Provided entries
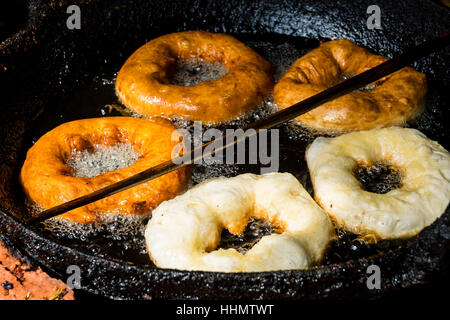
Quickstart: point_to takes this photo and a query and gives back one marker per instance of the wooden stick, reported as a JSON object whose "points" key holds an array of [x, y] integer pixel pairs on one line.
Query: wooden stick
{"points": [[271, 121]]}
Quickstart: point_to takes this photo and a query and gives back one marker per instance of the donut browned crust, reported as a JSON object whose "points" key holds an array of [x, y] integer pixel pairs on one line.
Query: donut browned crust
{"points": [[395, 99], [143, 83], [48, 180]]}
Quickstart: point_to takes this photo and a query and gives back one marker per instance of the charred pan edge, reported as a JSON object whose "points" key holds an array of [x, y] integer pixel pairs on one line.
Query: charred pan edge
{"points": [[410, 265]]}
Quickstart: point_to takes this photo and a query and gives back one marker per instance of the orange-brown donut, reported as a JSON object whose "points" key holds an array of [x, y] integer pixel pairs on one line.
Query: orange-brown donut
{"points": [[48, 180], [396, 98], [143, 82]]}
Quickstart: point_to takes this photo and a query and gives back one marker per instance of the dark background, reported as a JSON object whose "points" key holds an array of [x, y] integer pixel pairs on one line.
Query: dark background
{"points": [[13, 17]]}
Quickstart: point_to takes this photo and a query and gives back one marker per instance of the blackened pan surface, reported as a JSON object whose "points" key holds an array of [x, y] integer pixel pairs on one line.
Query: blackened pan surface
{"points": [[44, 67]]}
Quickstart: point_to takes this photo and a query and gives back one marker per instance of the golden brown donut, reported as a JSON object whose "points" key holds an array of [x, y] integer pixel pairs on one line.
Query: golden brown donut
{"points": [[48, 180], [396, 98], [143, 82]]}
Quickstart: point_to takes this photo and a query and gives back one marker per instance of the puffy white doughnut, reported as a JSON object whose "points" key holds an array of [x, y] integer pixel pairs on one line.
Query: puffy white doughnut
{"points": [[185, 231], [422, 197]]}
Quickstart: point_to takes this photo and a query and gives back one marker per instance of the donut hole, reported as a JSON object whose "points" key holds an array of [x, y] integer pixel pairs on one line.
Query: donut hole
{"points": [[254, 231], [193, 72], [97, 159], [379, 177]]}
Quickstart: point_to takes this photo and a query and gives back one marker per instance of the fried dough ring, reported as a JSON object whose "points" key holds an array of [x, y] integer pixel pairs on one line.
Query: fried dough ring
{"points": [[48, 180], [403, 212], [183, 232], [143, 82], [396, 98]]}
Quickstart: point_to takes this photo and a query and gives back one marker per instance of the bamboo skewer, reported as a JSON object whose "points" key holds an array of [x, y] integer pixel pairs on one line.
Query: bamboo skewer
{"points": [[347, 86]]}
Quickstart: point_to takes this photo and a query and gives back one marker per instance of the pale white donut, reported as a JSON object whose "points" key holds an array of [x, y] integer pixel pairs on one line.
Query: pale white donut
{"points": [[403, 212], [183, 232]]}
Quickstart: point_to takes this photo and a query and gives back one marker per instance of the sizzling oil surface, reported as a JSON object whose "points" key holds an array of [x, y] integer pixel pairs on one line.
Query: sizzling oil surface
{"points": [[122, 237]]}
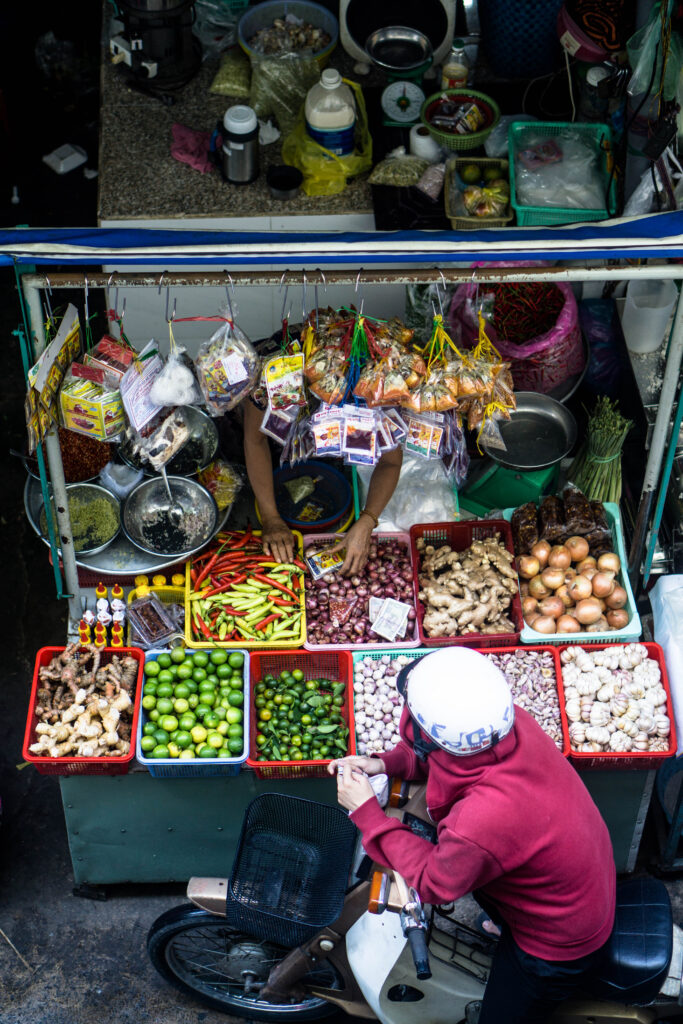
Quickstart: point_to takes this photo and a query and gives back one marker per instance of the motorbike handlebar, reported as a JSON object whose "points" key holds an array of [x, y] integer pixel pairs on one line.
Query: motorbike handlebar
{"points": [[418, 942]]}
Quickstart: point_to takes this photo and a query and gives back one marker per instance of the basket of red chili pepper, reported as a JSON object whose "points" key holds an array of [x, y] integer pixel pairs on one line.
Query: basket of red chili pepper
{"points": [[236, 596]]}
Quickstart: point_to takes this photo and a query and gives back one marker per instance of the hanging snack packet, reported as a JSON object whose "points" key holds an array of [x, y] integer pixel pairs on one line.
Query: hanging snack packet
{"points": [[227, 368], [284, 381]]}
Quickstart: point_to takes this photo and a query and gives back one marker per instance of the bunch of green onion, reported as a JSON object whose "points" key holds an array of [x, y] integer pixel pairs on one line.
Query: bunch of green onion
{"points": [[597, 468]]}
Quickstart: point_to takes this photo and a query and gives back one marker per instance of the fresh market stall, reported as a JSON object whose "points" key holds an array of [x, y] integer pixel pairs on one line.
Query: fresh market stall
{"points": [[162, 799]]}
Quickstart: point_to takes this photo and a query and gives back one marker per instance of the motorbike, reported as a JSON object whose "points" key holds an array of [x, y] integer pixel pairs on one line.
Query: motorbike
{"points": [[253, 945]]}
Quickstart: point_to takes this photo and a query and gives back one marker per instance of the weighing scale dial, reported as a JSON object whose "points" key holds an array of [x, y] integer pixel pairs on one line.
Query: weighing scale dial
{"points": [[401, 101]]}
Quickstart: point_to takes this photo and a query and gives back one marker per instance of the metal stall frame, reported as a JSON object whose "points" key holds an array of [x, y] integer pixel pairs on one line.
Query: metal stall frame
{"points": [[33, 284]]}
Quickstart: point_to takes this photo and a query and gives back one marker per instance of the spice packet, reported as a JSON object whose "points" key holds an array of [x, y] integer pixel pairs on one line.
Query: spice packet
{"points": [[374, 609], [322, 562], [284, 381], [391, 620]]}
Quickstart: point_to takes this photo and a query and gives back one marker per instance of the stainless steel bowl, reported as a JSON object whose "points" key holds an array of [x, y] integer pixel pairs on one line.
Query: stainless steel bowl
{"points": [[398, 48], [85, 493], [148, 523], [196, 454], [540, 433]]}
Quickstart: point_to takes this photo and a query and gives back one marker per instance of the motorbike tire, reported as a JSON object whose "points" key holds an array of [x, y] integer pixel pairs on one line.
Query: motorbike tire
{"points": [[185, 943]]}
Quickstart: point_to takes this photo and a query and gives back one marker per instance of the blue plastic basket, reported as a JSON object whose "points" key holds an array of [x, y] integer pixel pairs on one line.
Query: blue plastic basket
{"points": [[199, 767]]}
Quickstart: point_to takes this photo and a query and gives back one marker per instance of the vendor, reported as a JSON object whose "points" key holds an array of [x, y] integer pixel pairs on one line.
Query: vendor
{"points": [[278, 538]]}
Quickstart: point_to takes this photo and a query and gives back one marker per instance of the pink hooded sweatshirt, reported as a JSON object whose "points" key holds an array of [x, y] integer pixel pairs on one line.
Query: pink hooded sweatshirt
{"points": [[515, 821]]}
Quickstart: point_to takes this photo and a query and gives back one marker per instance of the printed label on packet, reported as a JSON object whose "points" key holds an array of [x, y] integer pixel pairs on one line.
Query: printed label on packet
{"points": [[391, 620], [322, 562]]}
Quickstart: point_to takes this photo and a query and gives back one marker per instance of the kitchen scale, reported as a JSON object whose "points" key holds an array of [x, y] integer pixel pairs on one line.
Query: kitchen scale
{"points": [[404, 55]]}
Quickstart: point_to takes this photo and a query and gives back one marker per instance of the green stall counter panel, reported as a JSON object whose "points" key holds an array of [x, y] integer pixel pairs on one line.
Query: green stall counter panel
{"points": [[142, 829]]}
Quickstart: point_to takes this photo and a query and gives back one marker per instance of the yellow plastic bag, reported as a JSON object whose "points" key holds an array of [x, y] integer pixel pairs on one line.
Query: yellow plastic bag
{"points": [[324, 172]]}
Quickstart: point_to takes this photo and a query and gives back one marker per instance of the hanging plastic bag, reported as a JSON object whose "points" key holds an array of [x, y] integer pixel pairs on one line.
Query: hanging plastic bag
{"points": [[324, 172], [227, 368]]}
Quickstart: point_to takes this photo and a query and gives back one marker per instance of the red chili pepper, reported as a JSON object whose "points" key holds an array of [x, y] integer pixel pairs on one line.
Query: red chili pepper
{"points": [[272, 583], [266, 622]]}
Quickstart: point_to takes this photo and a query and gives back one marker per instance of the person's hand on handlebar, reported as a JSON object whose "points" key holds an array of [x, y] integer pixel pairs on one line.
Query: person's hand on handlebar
{"points": [[278, 540], [371, 766]]}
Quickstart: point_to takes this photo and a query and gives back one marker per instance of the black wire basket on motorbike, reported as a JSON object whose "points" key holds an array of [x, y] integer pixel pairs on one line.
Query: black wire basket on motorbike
{"points": [[291, 868]]}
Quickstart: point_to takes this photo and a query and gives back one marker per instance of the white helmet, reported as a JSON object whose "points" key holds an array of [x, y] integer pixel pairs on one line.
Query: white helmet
{"points": [[459, 698]]}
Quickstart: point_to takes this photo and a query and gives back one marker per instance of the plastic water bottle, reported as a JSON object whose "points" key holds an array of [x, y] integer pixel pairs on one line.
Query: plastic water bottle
{"points": [[330, 111]]}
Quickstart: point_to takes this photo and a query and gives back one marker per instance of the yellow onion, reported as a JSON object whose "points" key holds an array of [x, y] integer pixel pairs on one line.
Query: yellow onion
{"points": [[588, 610], [617, 598], [578, 547], [559, 557]]}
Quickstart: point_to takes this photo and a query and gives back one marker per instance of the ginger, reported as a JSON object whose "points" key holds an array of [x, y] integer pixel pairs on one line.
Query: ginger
{"points": [[468, 591]]}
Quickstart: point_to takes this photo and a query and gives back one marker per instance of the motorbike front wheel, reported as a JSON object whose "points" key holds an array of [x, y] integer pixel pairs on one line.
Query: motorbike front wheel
{"points": [[204, 956]]}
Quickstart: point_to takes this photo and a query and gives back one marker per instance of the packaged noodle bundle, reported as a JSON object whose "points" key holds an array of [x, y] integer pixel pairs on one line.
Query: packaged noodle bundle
{"points": [[227, 368]]}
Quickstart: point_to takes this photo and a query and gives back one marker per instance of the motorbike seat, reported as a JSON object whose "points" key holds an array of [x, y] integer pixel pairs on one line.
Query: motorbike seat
{"points": [[639, 950]]}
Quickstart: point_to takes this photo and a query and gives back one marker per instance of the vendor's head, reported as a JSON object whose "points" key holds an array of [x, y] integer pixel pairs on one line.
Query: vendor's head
{"points": [[459, 698]]}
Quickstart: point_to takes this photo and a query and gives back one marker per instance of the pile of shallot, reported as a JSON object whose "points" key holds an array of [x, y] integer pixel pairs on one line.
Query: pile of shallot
{"points": [[614, 699], [338, 607], [565, 589], [377, 704]]}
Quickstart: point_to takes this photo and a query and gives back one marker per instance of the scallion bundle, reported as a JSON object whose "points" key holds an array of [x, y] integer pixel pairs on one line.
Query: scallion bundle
{"points": [[597, 468]]}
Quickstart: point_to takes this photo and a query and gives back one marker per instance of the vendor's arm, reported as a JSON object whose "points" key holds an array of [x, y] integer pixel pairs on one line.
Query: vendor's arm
{"points": [[382, 485], [278, 539], [439, 873]]}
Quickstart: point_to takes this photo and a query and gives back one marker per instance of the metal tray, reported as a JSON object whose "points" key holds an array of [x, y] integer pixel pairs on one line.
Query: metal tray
{"points": [[121, 557], [540, 433]]}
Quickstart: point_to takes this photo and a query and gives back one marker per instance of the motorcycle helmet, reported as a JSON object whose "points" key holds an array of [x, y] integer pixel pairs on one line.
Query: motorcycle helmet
{"points": [[459, 698]]}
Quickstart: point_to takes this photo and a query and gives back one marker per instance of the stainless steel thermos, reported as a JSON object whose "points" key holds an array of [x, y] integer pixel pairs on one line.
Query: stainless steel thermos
{"points": [[240, 151]]}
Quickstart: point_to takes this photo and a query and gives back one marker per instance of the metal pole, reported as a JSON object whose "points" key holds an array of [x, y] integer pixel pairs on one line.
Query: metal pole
{"points": [[657, 443]]}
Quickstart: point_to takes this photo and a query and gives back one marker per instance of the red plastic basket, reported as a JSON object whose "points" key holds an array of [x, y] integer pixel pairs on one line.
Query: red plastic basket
{"points": [[82, 766], [460, 536], [544, 649], [409, 640], [641, 760], [332, 665]]}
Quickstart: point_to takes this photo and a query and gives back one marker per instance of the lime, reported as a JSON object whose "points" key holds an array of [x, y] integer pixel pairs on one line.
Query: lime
{"points": [[471, 174]]}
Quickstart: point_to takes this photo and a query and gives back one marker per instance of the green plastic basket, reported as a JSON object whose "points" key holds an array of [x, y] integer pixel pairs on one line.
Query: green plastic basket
{"points": [[522, 132], [452, 140]]}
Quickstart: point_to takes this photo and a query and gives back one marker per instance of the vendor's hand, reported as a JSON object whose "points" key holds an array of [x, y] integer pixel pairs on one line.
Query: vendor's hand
{"points": [[356, 542], [371, 766], [353, 788], [278, 540]]}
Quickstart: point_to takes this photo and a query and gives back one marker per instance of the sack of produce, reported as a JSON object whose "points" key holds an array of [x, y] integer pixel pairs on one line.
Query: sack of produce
{"points": [[535, 327]]}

What the exercise asks
Return nothing but the lines running from the start of the data to the line with "the donut browned", please, both ends included and no pictures.

Solution to this exercise
Quickstart: point_to takes this photo and a query and gives back one marker per instance of the wooden stick, reported as a JSON object whose "points" key holds an array of [x, y] integer pixel pairs on one line.
Query: wooden stick
{"points": [[271, 121]]}
Quickstart: point_to takes this photo and a query and gives back one marker per instance of the donut browned crust, reported as a JSON object whose "points" key holds an array of [x, y] integer pixel pairs on one line.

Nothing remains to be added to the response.